**Texto fornecido:**
"Quando o espírito imundo sai do homem, anda por lugares áridos, procurando repouso; e, não o achando, diz: Voltarei para minha casa, donde saí. E, tendo voltado, a encontra varrida e ornamentada. Então, vai e leva consigo outros sete espíritos, piores do que ele, e, entrando, habitam ali; e o último estado daquele homem se torna pior do que o primeiro. Ora, aconteceu que, ao dizer Jesus estas palavras, uma mulher, que estava entre a multidão, exclamou e disse-lhe: Bem-aventurada aquela que te concebeu, e os seios que te amamentaram! Ele, porém, respondeu: Antes, bem-aventurados são os que ouvem a palavra de Deus e a guardam!" (Evangelho de Lucas 11:24-28; ARA)
Em sequência ao estudo bíblico anterior, dos versos 14 a 23 do capítulo 11 de Lucas, estudaremos agora um importante ensino de Jesus mas que muitas das vezes parece limitadamente compreendido. Algo que, infelizmente, chega a ser até manipulado como uma terrível ameaça pelas lideranças religiosas fundamentalistas contra as recaídas morais das pessoas. Frequentemente ouvimos coisas do tipo: "se você cair em pecado e voltar para o mundão, vai ficar numa situação pior do que antes de se converter".
Não me parece que seja especificamente sobre isto que o Evangelho esteja falando e aí vejo que muitos pregadores possam estar errando por ignorarem a hermenêutica. Não que o texto bíblico deixe de se aplicar também àqueles que se desviam, mas é que encontro na mensagem de Jesus algo muito maior e mais preocupante do que as normais quedas de quem busca seguir a Cristo, tendo em vista que a nossa conversão é um processo contínuo de transformação do caráter com avanços e recuos numa espiral de crescimento pessoal.
Quando acusado de expulsar demônios por Belzebu, uma das respostas de Jesus foi esta:
"E, se eu expulso os demônios por Belzebu, por quem os expulsam vossos filhos? Por isso, eles mesmos serão os vossos juízes." (Lc 11:19)

**Problema a resolver:** Dê continuidade ao estudo bíblico sobre Lucas 11:24-28, começando logo depois da citação de Lucas 11:19 que o encerra.

**Listagem:**

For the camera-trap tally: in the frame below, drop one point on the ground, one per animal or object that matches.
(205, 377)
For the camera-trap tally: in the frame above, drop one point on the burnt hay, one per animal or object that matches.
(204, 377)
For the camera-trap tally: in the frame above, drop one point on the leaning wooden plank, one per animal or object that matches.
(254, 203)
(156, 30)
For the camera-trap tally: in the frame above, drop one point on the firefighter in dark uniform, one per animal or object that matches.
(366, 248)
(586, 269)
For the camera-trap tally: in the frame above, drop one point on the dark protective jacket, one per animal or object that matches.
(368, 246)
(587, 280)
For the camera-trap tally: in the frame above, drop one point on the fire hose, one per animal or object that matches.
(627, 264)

**Resposta do exercício:**
Embora o texto de Lucas não diga quem foram as pessoas que murmuraram contra Jesus, sabemos por Mateus 12:24 terem sido os fariseus, sendo que o contexto do 3º Evangelho vem nos confirmar pela censura do Mestre ao referido grupo religioso (11:37-12:11). Assim, a referência do verso 19 do capítulo em análise deve ter sido mesmo uma referência aos religiosos e legalistas da época de Jesus, os quais se opunham ao seu ministério, aplicando-se também a todos os que hoje são inimigos da construção do Reino de Deus.
É curioso para muitos cristãos constatarem que os filhos dos fariseus também faziam exorcismos. Tal atividade taumatúrgica dentro do judaísmo dos tempos de Jesus é comprovada por fontes históricas como os Manuscritos do Mar Morto, os escritos de Josefo (Antiguidades 8:46-47) e até no Talmude babilônico (bMeilah 17b). Segundo o pesquisador húngaro Geza Vermes (1924-2013), professor emérito da Universidade de Oxford onde lecionou estudos judaicos, existiam até fórmulas padronizadas para tirar o demônio de alguém através da palavra hebraica tse (do verbo yatsa), bem como no aramaico poq (do verbo npaq), significando ambas "parte", "vai" e "sai" (O autêntico evangelho de Jesus, Rio de Janeiro, 2006, Record, pág. 24).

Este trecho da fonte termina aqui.